## Begin DATA FOR THIS TASK
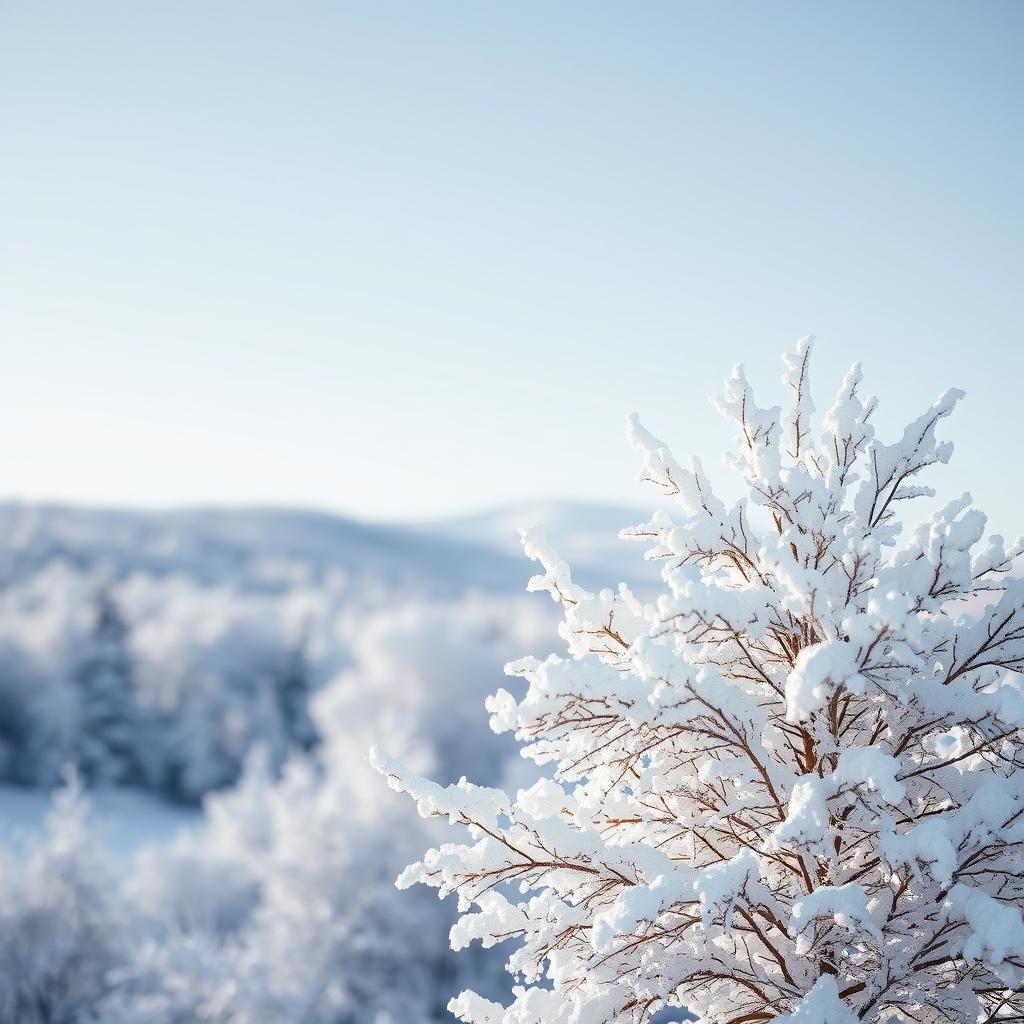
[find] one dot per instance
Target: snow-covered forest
(229, 670)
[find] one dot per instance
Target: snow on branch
(788, 788)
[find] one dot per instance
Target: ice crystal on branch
(787, 791)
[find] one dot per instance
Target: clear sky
(404, 259)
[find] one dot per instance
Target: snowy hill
(586, 535)
(266, 548)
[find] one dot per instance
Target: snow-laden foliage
(61, 931)
(786, 791)
(279, 907)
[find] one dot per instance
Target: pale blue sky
(401, 259)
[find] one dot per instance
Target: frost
(785, 788)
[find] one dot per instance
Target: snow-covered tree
(787, 791)
(108, 736)
(62, 932)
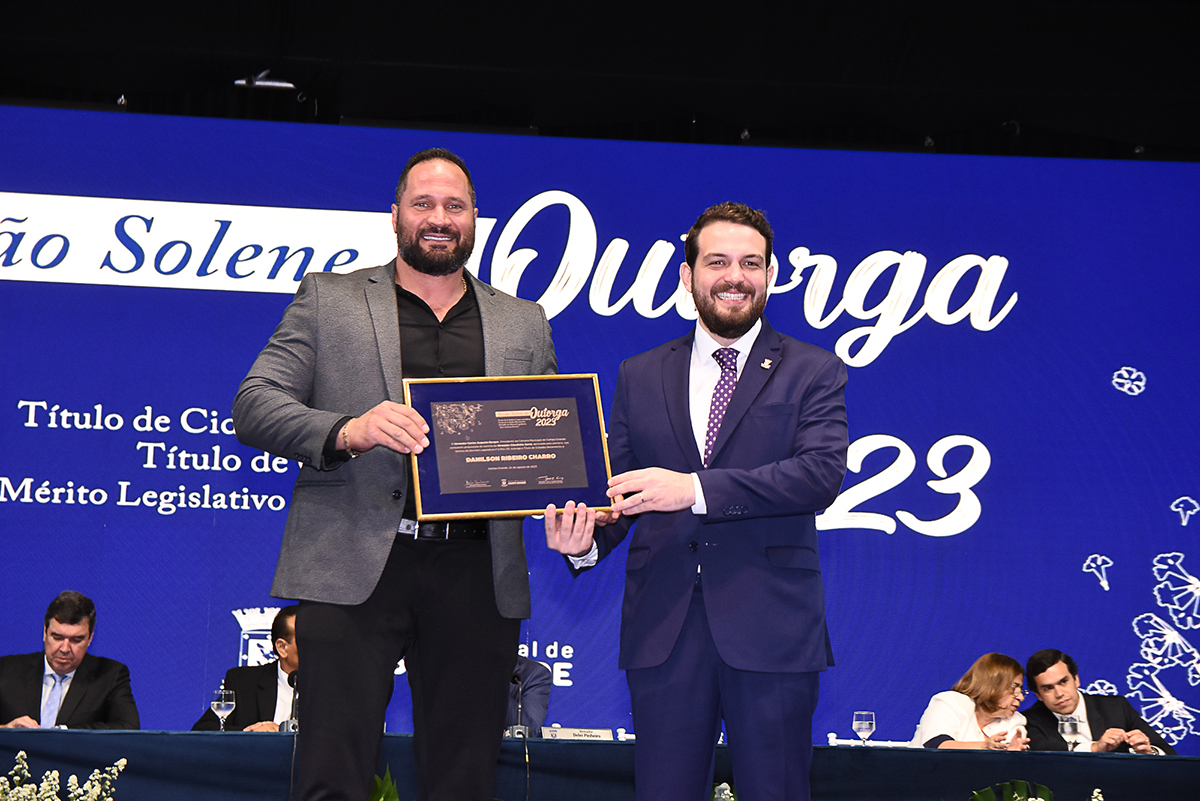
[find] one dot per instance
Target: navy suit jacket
(256, 690)
(1103, 712)
(779, 458)
(100, 696)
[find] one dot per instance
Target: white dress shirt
(282, 696)
(48, 682)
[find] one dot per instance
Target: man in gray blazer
(373, 585)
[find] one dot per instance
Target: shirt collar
(47, 670)
(705, 345)
(1080, 712)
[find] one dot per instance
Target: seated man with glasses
(1067, 720)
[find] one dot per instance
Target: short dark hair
(70, 608)
(1047, 658)
(280, 626)
(431, 154)
(989, 679)
(726, 212)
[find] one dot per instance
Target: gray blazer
(336, 353)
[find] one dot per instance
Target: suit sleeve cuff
(700, 506)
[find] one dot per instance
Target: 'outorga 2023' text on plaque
(508, 445)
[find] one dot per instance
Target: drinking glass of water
(1069, 732)
(864, 724)
(222, 704)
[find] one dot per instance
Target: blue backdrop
(1020, 332)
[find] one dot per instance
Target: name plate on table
(564, 733)
(509, 446)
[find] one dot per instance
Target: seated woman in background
(979, 711)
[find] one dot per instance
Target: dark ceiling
(1077, 79)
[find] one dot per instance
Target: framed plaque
(509, 445)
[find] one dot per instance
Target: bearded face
(730, 279)
(730, 309)
(436, 250)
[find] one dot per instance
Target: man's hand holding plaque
(395, 426)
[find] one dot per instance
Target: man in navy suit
(262, 692)
(64, 686)
(723, 461)
(1101, 723)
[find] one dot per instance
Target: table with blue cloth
(245, 766)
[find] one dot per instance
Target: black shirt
(430, 348)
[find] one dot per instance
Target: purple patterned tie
(727, 357)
## End DATA FOR THIS TASK
Ignore the images and quote every line of the listing exactly.

[find] one dot per instance
Target: snow-covered forest
(229, 670)
[find] one dot per instance
Target: snow on branch
(788, 788)
[find] one dot per instance
Target: ice crystal on branch
(787, 791)
[find] one dot per instance
Target: clear sky
(404, 259)
[find] one dot per instance
Target: snowy hill
(586, 535)
(266, 548)
[find] one dot per instance
Target: snow-laden foliage
(61, 931)
(786, 791)
(279, 907)
[find] one dot per instance
Target: pale blue sky
(401, 259)
[find] one dot per instance
Target: frost
(785, 788)
[find] one dot per instance
Target: snow-covered tree
(787, 791)
(108, 736)
(62, 932)
[find] one dot per instance
Target: navy suit jacket
(256, 690)
(1103, 712)
(779, 458)
(100, 696)
[find] one dot per instance
Target: white dress shirt
(282, 696)
(48, 682)
[find] one dot per instance
Target: man in gray blazer
(373, 585)
[find] one dot per instance
Target: shirt collar
(47, 670)
(705, 345)
(1080, 712)
[find] one dot per instance
Target: seated man with glasses
(1067, 720)
[find] one dot per instance
Target: short dark hair
(70, 608)
(1047, 658)
(280, 626)
(431, 154)
(989, 679)
(726, 212)
[find] one dot per instance
Target: gray blazer
(336, 353)
[find] one dot per instance
Target: suit sleeve cuff
(700, 506)
[find] one dot per instance
Target: 'outorga 2023' text on plaque
(508, 445)
[find] one dot per instance
Target: drinking glass of water
(1069, 732)
(864, 724)
(222, 704)
[find] one dot per instance
Target: blue backdrop
(1020, 332)
[find] one dot per instance
Target: name plate on table
(564, 733)
(509, 446)
[find] one dot per instance
Target: seated woman in background
(979, 711)
[find] one dot per instance
Target: dark ceiling
(1077, 79)
[find] one dot per instance
Target: framed plaque
(509, 445)
[find] one dot per instance
Target: bearded face
(730, 279)
(730, 309)
(436, 250)
[find] one dot per instance
Target: man's hand holding plaque
(395, 426)
[find] one dot per instance
Target: man in navy suit
(262, 692)
(64, 686)
(723, 461)
(1101, 723)
[find] one dot per instance
Target: table with blue cloth
(245, 766)
[find] one dot per instance
Target: black shirt
(430, 348)
[find] one dot per instance
Target: purple patterned tie
(727, 357)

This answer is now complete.